Activity:
Set down all of the records exactly, leaving none out.

Content starts

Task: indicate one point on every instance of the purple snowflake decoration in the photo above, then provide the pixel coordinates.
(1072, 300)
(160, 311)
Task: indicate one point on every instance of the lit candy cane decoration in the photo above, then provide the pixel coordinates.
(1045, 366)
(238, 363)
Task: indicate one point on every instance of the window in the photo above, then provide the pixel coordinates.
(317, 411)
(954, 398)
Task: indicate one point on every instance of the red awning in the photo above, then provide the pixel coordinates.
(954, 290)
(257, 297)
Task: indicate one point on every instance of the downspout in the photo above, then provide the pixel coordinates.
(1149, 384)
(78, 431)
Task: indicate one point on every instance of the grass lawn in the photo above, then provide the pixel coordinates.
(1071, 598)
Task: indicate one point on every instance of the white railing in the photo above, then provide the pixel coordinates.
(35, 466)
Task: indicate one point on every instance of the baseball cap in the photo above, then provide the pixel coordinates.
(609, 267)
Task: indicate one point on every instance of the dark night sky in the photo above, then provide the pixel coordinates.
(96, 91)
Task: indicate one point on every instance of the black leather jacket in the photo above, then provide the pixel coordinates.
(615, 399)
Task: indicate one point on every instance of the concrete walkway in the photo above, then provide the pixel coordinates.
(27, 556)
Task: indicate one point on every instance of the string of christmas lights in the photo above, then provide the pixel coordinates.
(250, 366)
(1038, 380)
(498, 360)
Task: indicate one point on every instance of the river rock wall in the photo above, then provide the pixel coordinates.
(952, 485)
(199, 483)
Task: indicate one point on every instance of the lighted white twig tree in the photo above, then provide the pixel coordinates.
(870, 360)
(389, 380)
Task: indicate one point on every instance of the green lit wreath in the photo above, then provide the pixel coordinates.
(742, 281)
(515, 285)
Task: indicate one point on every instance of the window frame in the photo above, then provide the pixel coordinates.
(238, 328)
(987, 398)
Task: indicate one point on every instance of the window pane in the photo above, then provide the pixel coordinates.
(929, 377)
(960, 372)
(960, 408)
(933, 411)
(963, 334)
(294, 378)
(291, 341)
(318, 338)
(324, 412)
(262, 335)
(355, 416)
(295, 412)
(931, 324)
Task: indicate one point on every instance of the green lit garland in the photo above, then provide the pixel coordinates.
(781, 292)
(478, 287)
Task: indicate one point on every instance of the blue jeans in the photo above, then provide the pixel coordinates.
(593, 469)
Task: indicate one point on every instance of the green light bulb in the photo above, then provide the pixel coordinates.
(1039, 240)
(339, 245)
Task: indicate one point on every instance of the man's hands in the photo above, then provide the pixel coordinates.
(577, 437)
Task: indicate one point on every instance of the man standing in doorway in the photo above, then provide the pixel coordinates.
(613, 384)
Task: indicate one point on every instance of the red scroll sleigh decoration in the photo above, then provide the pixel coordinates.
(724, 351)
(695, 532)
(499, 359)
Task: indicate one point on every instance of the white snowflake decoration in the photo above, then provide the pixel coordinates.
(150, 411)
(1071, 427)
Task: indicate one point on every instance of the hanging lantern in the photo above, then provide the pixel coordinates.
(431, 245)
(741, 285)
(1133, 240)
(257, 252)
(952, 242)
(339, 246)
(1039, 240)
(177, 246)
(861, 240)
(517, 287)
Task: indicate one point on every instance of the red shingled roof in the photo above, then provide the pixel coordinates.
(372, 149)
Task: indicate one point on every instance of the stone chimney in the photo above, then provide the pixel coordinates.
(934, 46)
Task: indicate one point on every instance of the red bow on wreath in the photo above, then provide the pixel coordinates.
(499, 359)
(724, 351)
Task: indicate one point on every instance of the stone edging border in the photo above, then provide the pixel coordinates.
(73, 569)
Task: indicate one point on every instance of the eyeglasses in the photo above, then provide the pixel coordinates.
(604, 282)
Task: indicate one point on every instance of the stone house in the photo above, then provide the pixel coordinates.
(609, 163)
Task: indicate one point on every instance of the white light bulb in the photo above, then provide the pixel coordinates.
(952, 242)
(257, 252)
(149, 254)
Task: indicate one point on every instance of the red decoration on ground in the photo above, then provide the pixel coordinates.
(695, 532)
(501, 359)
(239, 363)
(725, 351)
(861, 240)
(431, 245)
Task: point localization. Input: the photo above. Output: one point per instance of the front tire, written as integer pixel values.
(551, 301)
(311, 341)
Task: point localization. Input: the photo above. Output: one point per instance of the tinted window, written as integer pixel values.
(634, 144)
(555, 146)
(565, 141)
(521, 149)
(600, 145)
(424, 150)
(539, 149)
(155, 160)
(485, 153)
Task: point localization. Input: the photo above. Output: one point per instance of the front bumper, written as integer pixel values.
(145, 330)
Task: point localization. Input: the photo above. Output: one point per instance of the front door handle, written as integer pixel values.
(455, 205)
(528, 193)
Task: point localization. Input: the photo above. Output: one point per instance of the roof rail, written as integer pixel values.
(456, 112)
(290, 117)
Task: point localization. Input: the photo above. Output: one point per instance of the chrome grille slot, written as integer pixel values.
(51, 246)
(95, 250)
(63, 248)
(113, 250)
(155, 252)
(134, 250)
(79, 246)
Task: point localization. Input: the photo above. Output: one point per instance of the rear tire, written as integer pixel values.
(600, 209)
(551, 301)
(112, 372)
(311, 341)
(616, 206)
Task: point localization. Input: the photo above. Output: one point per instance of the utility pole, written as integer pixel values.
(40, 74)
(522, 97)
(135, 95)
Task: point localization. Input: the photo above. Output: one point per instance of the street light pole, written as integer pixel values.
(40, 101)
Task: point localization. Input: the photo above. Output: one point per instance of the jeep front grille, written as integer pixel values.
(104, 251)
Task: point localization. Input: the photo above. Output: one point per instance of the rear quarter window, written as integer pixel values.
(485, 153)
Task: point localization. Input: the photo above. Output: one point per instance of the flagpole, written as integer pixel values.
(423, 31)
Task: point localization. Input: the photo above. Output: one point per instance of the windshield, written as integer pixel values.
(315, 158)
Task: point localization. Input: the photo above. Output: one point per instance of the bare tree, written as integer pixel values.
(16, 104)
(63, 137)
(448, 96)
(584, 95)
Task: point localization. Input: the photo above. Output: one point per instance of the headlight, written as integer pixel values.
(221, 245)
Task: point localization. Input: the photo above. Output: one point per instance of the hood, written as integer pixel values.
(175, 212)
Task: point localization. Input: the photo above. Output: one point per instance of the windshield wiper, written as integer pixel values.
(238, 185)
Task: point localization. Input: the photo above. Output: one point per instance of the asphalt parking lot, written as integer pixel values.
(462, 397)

Content ends

The completed task:
Task: indicate one point on every instance of the purple snowflake decoration in the photo above, then provide the pixel coordinates.
(1072, 300)
(160, 311)
Task: indicate one point on every instance of the lit candy cane decoration in the photo above, then provide the pixel coordinates.
(1045, 366)
(238, 363)
Task: indicate one point on every instance of the window in the photo above, then provide the pixel coordinates.
(317, 411)
(954, 398)
Task: indicate one point on every instance of the red awning in the photo above, then provide the pixel coordinates.
(954, 290)
(257, 297)
Task: indicate one point on every instance of the downspout in the photo above, then provide the pixel coordinates.
(1149, 384)
(78, 431)
Task: indicate one point on every instance of the grass lawn in the photo above, then provide the pixel coordinates.
(1071, 598)
Task: indicate one point on every instance of the white railing in the photo above, then provide the pixel coordinates.
(35, 466)
Task: indicate one point on every instance of the baseball cap in the photo above, then provide the pixel coordinates.
(609, 267)
Task: indicate one point on every instance of the dark night sky in the photo above, then provide the pixel coordinates.
(96, 91)
Task: indicate one point on every instance of the black leather jacket in the photo above, then provide the pixel coordinates.
(615, 399)
Task: indicate one point on every instance of the concrete walkway in the photo above, then provide the pixel coordinates.
(27, 556)
Task: indicate one point on every instance of the string of christmas lights in the photo above, then provide the pixel coordinates.
(250, 366)
(1038, 380)
(498, 360)
Task: indicate one point on every instance of the river rock wall in the photo above, then provide the pixel coordinates.
(952, 485)
(199, 483)
Task: indicate one point on every instance of the lighted white twig tree in the photo above, then provide the pixel coordinates.
(870, 360)
(389, 380)
Task: indicate one point on every instance of the green lit wreath in the photo above, then provide the pixel coordinates.
(742, 281)
(515, 285)
Task: indicate one point on every instance of the window frame in the photo above, then provide the pixel coordinates.
(238, 328)
(987, 398)
Task: indicate one point on every instance of the window pane in the photo above, then provide the pixel coordinates.
(929, 377)
(960, 372)
(960, 408)
(933, 411)
(963, 334)
(294, 378)
(291, 341)
(318, 338)
(324, 412)
(262, 335)
(355, 416)
(295, 412)
(931, 324)
Task: indicate one point on every instance of the green lit garland in the photo above, then provide the pixel coordinates.
(781, 292)
(478, 287)
Task: indicate one point on every instance of the blue jeans in the photo above, then provide the pixel coordinates.
(593, 469)
Task: indicate one point on every instance of the green light bulb in the photo above, then provide the pixel coordinates.
(1039, 240)
(339, 245)
Task: indicate one point on every instance of the man's hands in the photo above, then provide the pixel coordinates.
(577, 437)
Task: indicate one point on every instance of the man standing in doorway in the photo above, then provide the pixel coordinates.
(613, 384)
Task: indicate one point on every instance of the red scroll sleigh decoration in the photo above, then provide the pixel coordinates.
(724, 351)
(695, 532)
(499, 359)
Task: indicate one point on every instance of the white snowflake decoration in the photo above, then provide the pixel coordinates.
(150, 411)
(1071, 427)
Task: indicate one point on every instance of the hanging lantern in the photo above, then provide the pixel coordinates.
(431, 245)
(741, 285)
(1133, 240)
(257, 252)
(952, 242)
(339, 246)
(1039, 240)
(177, 246)
(861, 240)
(517, 287)
Task: indicate one point on every instance of the red shingled roof in the photo above, then provide the pixel coordinates.
(372, 149)
Task: indicate one point on every instance of the stone chimney in the photo above, then provide the pixel coordinates.
(934, 46)
Task: indicate one point on every instance of the red bow on wreath in the photo above, then provide the pixel coordinates.
(499, 359)
(724, 351)
Task: indicate one point on every instance of the stone edging border in the photo above, then provide the pixel coordinates.
(73, 569)
Task: indicate one point on every instance of the eyeglasses in the photo above, then provide the pixel coordinates.
(604, 282)
Task: indicate one point on every instance of the stone house in the photo above, then provide the pixel coordinates.
(609, 163)
Task: indicate one point on every instance of the white light bulb in the photo above, then provide the pixel coordinates.
(952, 242)
(257, 252)
(149, 254)
Task: indicate one point on every instance of the red decoration on ground in the photo above, then provide the pixel coordinates.
(695, 532)
(501, 359)
(239, 363)
(725, 351)
(861, 240)
(431, 245)
Task: point localization. Input: the photo above. Output: one point per instance of the front tire, written as integer pixel values.
(551, 301)
(311, 341)
Task: point localization. Input: the photo above. Output: one point per instance of the tinted window, written as integer pixel values.
(634, 144)
(555, 146)
(565, 141)
(521, 149)
(600, 145)
(424, 150)
(539, 149)
(155, 160)
(485, 153)
Task: point localization. Input: the photo above. Output: one point per instance of the front bumper, written as integer pixel values.
(145, 330)
Task: point localization. Input: the photo above. Output: one point per instance of the front door handle, written as integer pixel values.
(455, 205)
(528, 193)
Task: point localization. Input: the photo above. Output: one point per instance of the roof rail, written as integer pixel values.
(456, 112)
(290, 117)
Task: point localization. Input: the photo above. Output: one point per instance of the chrome grille slot, written as integer pixel values.
(51, 246)
(95, 250)
(63, 248)
(113, 250)
(155, 252)
(134, 250)
(79, 246)
Task: point localization. Input: the photo above. Output: one point per instance of the rear tire, written as integer pixel values.
(600, 209)
(551, 301)
(112, 372)
(311, 341)
(616, 206)
Task: point localization. Input: the photo above. Output: one point per instance of the utility pole, written as integer pixel values.
(40, 74)
(522, 97)
(135, 95)
Task: point localization. Input: the photo above. Output: one point per instance of the street light pole, written as integer pixel values.
(40, 101)
Task: point localization. Input: the photo above. Output: one point per instance of the jeep front grille, written as integer pixel values.
(104, 251)
Task: point localization. Input: the photo above. Output: one point per instance of the rear quarter window, written as integer pixel values.
(485, 153)
Task: point localization. Input: the photo above. Output: one point per instance of the flagpole, written as integer pixel values.
(423, 31)
Task: point localization. Input: the photo above. Output: one point per instance of the windshield, written as integer pixel values.
(315, 158)
Task: point localization. Input: the photo above. Output: one point per instance of the bare tree, written as integer pixel values.
(16, 104)
(63, 137)
(448, 96)
(584, 95)
Task: point localization. Input: the photo above. Output: one point per instance of the headlight, written as integer pixel values.
(221, 245)
Task: point localization. Input: the photo above. Output: one point per instance of the hood, written as integer pixel values.
(175, 212)
Task: point localization. Input: the photo above. Output: one point per instance of the windshield wiper, written as integer pixel values.
(238, 185)
Task: point localization. Input: the photo above. Output: one point per instance of the asphalt parking lot, written as integer pixel values.
(462, 397)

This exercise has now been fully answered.